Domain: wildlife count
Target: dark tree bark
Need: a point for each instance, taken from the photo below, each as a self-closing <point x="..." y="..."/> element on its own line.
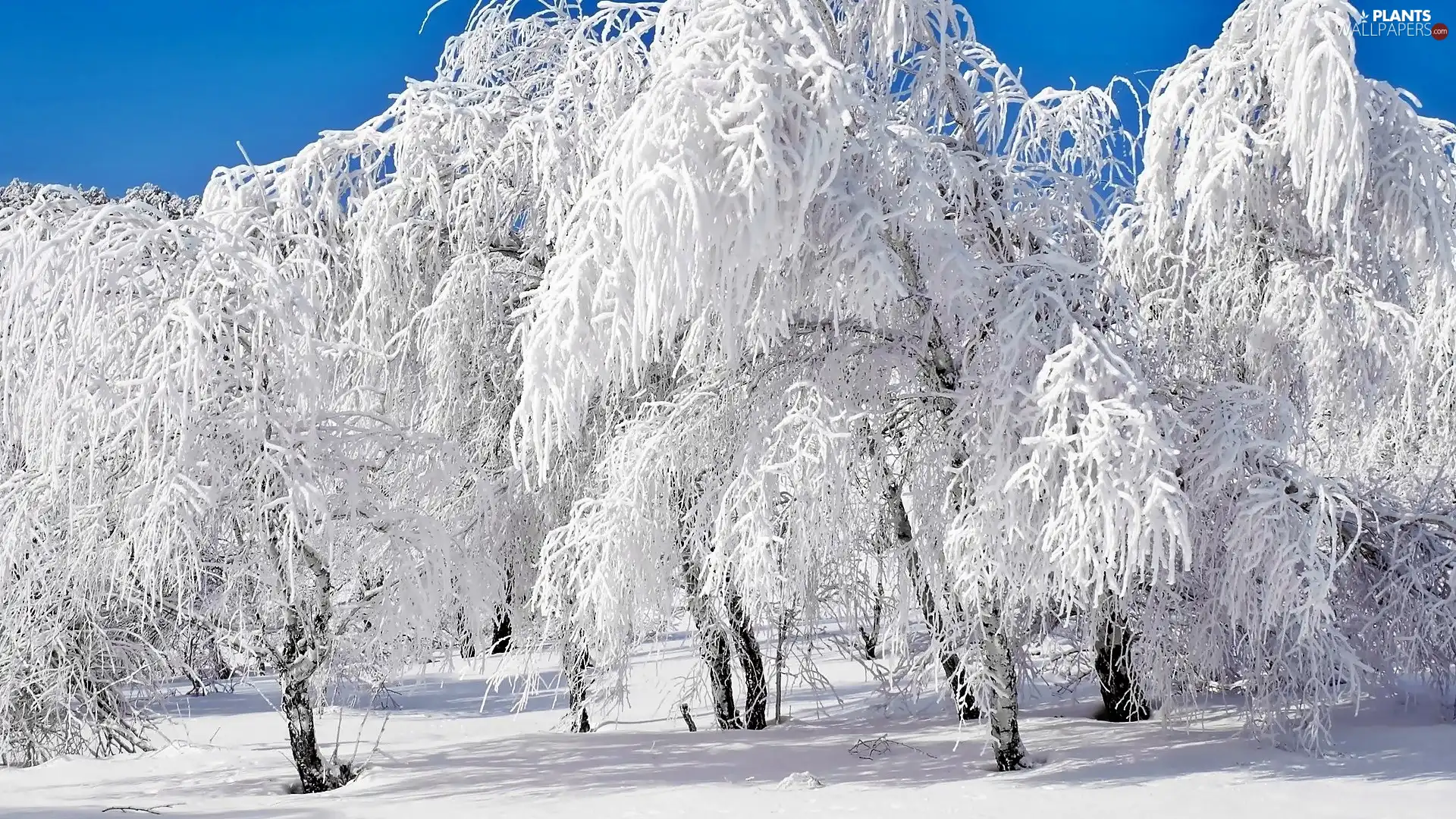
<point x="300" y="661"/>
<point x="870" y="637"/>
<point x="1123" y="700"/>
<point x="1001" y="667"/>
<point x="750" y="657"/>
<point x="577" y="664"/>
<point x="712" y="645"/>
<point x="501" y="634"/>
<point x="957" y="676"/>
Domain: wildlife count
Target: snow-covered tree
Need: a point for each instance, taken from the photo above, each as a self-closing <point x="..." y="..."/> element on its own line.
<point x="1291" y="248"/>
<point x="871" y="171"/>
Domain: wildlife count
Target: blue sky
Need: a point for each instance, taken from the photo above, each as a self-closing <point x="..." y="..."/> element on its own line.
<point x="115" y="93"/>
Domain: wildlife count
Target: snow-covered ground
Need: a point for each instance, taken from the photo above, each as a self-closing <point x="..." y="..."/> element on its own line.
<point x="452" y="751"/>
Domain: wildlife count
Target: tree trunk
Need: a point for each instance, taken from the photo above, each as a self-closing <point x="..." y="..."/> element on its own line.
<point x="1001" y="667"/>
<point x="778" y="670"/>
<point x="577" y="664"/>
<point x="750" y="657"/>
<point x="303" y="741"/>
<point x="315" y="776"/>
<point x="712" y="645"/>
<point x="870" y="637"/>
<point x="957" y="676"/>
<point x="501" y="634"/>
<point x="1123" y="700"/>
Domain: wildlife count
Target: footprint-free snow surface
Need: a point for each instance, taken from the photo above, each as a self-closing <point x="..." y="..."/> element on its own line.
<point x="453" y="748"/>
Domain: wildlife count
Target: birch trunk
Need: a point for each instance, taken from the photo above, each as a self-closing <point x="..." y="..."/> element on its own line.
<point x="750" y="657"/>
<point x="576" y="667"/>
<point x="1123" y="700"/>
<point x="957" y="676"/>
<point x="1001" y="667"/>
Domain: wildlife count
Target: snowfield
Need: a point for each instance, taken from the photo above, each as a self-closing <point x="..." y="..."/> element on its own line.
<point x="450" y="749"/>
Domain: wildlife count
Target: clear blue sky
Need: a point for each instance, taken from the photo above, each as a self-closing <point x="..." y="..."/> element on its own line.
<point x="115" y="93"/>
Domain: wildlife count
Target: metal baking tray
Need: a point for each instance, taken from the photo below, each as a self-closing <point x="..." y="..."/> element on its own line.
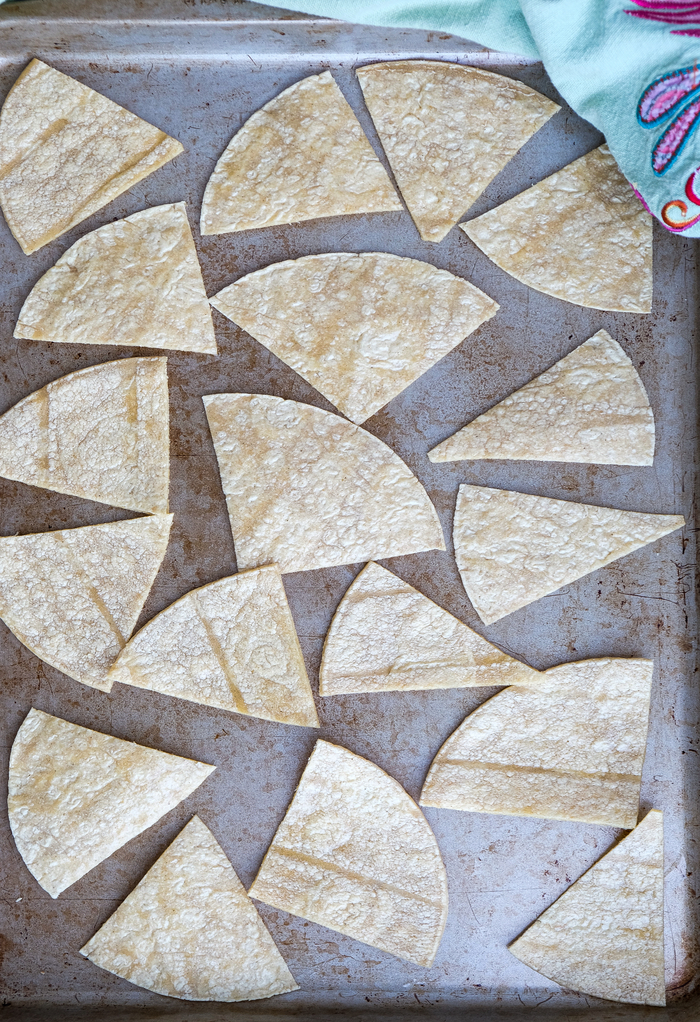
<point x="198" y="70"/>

____________

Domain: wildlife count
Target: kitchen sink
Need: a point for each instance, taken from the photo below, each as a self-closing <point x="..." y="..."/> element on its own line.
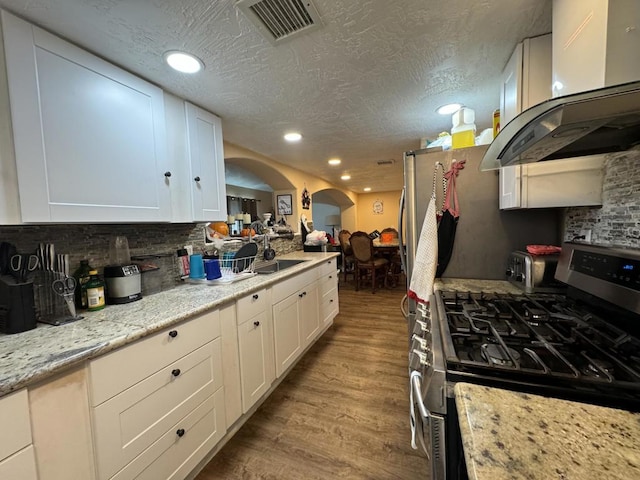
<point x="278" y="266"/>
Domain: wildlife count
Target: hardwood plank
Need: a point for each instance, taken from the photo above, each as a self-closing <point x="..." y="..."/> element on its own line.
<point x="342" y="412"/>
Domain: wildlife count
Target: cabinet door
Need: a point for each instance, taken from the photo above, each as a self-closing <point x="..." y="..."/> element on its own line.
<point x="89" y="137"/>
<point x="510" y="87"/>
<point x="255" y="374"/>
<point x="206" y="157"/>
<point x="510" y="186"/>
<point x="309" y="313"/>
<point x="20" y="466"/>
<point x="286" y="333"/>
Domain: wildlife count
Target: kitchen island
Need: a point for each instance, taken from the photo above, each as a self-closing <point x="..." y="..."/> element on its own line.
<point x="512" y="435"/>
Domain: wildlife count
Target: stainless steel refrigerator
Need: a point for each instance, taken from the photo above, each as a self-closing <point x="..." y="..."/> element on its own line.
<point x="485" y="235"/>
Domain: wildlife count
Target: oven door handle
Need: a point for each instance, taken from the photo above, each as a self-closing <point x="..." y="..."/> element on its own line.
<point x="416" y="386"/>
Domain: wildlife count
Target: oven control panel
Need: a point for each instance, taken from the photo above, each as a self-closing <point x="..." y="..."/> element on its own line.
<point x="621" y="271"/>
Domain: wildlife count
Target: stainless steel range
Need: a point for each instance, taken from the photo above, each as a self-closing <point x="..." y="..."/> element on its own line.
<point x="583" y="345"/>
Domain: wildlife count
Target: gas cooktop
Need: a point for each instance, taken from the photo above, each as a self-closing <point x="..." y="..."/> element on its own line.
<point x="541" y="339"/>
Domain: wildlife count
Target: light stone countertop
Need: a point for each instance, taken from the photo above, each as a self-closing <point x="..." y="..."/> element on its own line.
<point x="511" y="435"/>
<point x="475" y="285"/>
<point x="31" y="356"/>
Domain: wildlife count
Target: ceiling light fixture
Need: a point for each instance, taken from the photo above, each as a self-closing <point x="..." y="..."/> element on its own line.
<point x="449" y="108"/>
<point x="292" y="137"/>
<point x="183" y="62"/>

____________

• _Goal_: Please find each line in the rows above that contains the string "light" and copy those lines.

• _Response_:
Target: light stone countertop
Target: ceiling light fixture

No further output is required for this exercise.